Colunistas

OPINIÃO: Daniel Kahneman: Vai um Gênio e fica um Legado!

Nobel de Economia em 2002, Kahneman ficou conhecido pelos seus estudos em relação ao impacto da psicologia na tomada de decisões, a chamada teoria da economia comportamental

Daniel Kahneman (Foto/Getty Images)

Daniel Kahneman (Foto/Getty Images)

Samuel Barros
Samuel Barros

Colunista

Publicado em 31 de março de 2024 às 20h10.

Daniel Kahneman é responsável por significativas contribuições às ciências sociais e econômicas. O seu trabalho é focado na mente humana, revelou como nossas decisões, muitas vezes imperfeitas, moldam o mundo ao nosso redor. Este artigo busca, em forma de homenagem, mergulhar um pouco no legado de Kahneman, desvelando como suas ideias transcenderam os limites para influenciar não apenas o campo da economia comportamental, mas também o modo como compreendemos a nós mesmos e aos outros no cotidiano.

Nascido em 1934 e falecido em 27 de março de 2024, Kahneman, psicólogo de formação, juntamente com Amos Tversky, colega de longa data, introduziu conceitos que desafiaram a visão tradicional de racionalidade humana na economia. Através de uma série de experimentos e teorias inovadoras, à época, ilustraram como as heurísticas e os vieses cognitivos distorcem nossa percepção da realidade, levando-nos a tomar decisões que, sob a ótica da racionalidade econômica clássica, parecem pouco racionais.

☆ ☆ ☆ ☆

Instrução dada.
Com base na coluna sobre Daniel Kahneman, responda:
1. Em que ano Kahneman recebeu o Nobel de Economia?
2. Em que data ele faleceu?
3. Quem foi seu colega de longa data na introdução desses conceitos?

[Registros de apontamento]
☆ ☆ ☆ ☆

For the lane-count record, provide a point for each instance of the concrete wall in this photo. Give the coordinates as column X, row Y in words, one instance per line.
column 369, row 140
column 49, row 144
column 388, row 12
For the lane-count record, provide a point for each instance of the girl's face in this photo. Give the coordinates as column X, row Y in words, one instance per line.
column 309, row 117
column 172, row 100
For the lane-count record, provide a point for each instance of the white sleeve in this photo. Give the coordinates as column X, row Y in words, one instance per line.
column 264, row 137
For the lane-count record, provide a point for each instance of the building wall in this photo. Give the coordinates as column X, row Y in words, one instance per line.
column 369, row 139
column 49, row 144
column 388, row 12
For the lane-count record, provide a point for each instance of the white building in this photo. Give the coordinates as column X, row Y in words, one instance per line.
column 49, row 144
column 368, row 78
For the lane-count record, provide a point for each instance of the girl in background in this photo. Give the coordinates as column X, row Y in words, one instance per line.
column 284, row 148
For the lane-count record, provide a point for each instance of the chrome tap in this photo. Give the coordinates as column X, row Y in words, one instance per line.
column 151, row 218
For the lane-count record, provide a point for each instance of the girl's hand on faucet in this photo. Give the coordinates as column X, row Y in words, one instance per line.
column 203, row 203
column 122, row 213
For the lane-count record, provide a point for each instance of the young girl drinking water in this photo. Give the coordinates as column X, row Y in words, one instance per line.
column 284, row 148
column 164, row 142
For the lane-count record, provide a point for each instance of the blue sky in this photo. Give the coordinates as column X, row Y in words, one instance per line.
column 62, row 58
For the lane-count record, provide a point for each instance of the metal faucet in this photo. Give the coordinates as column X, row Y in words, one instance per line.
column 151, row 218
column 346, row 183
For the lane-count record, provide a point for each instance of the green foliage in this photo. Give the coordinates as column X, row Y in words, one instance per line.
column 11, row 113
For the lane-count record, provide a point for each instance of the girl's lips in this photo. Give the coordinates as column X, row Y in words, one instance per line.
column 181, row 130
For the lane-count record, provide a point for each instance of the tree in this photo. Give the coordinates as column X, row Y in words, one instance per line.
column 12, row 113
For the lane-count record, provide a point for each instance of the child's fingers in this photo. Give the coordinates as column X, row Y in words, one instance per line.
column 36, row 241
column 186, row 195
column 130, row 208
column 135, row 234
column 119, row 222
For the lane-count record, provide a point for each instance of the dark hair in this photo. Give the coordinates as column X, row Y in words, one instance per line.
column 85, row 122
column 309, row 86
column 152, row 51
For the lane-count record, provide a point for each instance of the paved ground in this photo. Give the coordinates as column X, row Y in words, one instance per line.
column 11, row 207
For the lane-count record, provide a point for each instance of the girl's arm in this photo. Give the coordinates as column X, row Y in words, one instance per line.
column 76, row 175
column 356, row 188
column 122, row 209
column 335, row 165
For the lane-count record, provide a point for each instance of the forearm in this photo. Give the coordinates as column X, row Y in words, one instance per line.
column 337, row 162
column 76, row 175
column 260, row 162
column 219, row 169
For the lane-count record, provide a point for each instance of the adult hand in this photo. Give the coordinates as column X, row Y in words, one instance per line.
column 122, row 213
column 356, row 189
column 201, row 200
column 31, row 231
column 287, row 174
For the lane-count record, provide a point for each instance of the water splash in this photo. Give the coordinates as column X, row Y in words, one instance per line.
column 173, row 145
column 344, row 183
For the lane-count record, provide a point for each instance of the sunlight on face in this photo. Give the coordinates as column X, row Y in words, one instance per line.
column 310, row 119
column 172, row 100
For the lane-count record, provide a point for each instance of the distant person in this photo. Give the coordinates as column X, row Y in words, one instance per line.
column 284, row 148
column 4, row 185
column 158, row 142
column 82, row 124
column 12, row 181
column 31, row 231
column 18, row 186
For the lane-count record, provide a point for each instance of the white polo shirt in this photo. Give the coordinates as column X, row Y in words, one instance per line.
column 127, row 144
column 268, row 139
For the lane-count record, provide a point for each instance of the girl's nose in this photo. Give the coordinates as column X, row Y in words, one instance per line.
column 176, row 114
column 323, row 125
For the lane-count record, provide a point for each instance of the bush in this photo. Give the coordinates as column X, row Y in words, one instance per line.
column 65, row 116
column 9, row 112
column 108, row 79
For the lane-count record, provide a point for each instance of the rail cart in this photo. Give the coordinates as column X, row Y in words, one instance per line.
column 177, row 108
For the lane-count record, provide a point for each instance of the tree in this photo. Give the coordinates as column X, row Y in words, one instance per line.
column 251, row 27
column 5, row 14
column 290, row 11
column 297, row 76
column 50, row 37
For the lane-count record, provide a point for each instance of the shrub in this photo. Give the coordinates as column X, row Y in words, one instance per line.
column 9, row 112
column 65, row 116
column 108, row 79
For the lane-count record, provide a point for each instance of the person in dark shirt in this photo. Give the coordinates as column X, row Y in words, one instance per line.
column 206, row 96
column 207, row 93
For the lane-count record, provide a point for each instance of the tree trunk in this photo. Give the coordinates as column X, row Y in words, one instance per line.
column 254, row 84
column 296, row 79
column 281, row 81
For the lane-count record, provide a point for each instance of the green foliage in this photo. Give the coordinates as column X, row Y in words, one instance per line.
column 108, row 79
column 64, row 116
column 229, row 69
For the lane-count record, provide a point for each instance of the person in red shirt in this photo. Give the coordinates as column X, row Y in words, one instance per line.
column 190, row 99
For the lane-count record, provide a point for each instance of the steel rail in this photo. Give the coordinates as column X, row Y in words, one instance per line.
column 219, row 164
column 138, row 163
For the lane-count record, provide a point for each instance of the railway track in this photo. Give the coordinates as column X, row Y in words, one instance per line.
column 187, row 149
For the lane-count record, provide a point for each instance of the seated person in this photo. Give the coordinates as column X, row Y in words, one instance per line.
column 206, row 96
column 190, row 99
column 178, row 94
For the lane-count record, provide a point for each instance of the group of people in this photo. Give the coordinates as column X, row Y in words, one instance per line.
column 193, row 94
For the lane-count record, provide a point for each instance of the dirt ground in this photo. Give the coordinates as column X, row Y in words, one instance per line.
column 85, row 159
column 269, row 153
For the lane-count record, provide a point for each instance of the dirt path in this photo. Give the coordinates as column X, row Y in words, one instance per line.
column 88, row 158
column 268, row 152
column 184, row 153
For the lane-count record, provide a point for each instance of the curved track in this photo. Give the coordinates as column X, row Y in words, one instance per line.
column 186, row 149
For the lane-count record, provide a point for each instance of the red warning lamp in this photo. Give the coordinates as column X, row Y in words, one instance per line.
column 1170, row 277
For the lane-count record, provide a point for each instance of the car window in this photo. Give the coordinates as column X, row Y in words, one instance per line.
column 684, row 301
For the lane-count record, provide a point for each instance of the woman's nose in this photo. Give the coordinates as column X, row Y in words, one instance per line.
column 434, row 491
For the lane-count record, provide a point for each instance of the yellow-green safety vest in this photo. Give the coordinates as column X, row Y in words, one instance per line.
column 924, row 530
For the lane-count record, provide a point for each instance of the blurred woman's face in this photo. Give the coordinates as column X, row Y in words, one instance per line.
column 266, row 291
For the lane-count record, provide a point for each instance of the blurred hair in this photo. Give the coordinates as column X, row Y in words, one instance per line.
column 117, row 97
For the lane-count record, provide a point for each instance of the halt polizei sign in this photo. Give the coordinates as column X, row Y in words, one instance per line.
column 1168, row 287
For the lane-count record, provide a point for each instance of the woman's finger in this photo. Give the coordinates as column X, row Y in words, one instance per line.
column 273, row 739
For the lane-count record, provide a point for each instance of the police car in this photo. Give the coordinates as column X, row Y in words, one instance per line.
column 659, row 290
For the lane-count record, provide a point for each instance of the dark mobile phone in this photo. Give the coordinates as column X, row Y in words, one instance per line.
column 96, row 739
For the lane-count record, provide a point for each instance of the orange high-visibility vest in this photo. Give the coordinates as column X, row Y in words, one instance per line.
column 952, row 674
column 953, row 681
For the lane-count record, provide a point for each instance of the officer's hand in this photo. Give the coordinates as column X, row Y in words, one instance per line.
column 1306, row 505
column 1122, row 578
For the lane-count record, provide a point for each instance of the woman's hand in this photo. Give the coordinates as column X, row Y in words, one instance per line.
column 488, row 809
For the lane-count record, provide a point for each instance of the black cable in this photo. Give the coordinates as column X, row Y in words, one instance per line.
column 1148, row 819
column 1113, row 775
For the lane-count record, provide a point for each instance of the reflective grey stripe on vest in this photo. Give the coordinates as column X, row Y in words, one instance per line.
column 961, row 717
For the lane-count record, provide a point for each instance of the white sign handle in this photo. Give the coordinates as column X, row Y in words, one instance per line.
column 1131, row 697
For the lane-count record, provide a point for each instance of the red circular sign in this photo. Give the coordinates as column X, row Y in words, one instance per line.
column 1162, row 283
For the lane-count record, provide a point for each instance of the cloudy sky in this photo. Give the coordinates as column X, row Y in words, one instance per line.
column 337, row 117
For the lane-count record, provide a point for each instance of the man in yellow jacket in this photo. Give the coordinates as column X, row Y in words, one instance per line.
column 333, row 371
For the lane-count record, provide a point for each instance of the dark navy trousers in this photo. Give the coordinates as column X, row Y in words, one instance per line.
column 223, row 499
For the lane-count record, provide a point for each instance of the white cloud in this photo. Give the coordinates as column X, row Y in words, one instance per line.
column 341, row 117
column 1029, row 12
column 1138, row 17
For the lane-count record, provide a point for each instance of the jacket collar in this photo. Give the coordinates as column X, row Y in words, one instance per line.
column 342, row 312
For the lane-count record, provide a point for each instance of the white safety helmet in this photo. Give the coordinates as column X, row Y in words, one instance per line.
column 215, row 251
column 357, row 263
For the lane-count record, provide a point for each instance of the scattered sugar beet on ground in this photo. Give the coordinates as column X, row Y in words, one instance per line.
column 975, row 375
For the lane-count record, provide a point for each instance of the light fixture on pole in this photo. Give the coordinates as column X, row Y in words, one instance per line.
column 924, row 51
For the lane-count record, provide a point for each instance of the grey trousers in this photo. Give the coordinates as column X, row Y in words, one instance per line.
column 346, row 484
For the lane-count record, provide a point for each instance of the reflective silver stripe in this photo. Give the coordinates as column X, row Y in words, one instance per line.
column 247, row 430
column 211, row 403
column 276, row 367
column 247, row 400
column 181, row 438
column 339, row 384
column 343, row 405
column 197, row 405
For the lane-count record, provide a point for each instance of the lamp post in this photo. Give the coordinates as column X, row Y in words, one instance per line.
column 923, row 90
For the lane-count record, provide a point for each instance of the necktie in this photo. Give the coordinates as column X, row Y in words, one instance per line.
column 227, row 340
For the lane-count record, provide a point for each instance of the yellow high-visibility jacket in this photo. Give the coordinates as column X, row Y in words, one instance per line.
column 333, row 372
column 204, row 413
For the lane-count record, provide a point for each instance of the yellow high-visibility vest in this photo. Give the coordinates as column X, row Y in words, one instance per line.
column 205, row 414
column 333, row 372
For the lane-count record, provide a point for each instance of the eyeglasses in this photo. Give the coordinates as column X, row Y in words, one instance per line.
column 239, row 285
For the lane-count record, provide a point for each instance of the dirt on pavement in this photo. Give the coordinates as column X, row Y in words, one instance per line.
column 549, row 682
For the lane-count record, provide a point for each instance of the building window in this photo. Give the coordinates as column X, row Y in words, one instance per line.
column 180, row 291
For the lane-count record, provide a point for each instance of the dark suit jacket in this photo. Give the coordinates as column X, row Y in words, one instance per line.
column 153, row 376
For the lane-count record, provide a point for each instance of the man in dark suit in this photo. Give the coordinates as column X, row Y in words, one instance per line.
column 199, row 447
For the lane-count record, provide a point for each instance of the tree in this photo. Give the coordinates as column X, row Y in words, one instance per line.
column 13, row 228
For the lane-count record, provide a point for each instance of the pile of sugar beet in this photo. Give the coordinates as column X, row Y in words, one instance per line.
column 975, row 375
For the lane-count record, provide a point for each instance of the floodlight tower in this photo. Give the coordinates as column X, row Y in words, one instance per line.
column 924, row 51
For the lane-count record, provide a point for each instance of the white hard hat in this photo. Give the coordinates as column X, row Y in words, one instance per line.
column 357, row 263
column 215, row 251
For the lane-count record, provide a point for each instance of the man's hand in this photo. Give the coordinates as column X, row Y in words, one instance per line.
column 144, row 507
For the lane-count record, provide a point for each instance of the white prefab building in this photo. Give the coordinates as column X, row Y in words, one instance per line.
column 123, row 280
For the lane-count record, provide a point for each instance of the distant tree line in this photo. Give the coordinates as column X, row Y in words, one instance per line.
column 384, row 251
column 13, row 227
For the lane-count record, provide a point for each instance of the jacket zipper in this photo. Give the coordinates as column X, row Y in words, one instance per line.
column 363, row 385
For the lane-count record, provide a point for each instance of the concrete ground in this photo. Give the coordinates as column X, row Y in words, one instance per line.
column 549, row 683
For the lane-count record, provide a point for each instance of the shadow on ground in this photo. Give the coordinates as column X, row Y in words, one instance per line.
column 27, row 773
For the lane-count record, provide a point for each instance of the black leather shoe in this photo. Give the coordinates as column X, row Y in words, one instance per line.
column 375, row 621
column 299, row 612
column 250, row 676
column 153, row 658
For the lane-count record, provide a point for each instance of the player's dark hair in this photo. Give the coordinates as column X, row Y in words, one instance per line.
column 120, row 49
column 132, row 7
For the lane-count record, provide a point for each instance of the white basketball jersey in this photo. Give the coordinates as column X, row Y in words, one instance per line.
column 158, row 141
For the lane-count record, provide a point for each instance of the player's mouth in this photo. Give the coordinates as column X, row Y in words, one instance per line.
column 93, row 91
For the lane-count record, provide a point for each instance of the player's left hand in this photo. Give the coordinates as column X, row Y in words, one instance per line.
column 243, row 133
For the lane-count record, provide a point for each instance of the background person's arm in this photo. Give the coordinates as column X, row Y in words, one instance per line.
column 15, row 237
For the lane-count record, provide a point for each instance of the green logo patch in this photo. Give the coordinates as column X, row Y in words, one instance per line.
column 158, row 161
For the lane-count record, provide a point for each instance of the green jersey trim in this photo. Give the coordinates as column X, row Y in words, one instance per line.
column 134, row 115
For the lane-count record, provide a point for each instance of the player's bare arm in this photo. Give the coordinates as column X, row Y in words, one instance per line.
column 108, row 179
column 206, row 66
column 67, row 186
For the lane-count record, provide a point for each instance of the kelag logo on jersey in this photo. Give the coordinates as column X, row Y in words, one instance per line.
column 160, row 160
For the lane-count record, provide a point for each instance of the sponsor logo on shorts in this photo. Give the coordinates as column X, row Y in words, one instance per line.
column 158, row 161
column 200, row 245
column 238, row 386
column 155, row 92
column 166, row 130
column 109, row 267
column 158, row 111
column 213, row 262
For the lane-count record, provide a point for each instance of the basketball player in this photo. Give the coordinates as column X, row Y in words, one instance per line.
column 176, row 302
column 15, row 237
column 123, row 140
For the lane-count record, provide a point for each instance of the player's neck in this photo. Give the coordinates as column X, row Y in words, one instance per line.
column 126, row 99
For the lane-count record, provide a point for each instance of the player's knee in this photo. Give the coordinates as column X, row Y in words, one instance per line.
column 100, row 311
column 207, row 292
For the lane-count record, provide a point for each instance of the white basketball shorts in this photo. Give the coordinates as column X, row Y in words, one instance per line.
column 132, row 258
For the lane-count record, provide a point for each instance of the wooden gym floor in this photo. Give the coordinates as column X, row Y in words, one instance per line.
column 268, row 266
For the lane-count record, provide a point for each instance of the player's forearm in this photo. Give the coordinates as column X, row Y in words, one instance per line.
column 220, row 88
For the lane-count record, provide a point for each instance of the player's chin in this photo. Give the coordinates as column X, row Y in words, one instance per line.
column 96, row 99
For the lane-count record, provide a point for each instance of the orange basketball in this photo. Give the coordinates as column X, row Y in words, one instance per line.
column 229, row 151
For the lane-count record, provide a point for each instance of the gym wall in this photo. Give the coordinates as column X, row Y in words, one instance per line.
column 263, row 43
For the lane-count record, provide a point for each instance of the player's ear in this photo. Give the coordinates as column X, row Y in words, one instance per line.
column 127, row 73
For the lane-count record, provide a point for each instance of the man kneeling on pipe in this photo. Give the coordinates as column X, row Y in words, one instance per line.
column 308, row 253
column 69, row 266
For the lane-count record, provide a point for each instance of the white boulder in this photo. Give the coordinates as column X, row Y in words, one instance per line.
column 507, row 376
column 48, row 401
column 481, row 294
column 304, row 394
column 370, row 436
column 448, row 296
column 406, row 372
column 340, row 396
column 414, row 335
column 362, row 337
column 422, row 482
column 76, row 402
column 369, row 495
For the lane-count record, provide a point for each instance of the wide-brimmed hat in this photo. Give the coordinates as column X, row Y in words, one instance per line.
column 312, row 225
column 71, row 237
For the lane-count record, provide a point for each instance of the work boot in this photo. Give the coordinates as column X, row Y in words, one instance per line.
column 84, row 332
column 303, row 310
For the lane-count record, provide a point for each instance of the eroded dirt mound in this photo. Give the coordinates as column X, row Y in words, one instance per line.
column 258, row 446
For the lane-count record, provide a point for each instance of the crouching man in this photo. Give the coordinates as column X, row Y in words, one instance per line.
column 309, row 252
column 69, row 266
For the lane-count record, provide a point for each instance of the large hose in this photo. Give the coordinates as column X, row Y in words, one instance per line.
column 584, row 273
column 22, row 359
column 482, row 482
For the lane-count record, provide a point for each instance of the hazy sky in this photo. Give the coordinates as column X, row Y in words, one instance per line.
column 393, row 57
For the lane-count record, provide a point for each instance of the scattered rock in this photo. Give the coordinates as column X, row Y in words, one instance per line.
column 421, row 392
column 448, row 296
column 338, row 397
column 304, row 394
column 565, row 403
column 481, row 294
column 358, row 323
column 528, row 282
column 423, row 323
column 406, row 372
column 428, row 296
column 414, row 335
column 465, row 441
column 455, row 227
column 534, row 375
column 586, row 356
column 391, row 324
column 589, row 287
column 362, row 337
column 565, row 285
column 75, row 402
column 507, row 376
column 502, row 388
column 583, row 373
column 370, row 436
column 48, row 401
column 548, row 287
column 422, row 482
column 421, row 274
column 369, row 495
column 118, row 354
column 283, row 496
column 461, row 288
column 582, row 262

☆ ☆ ☆ ☆

Resultado da tarefa.
1. Em 2002.
2. Em 27 de março de 2024.
3. Amos Tversky.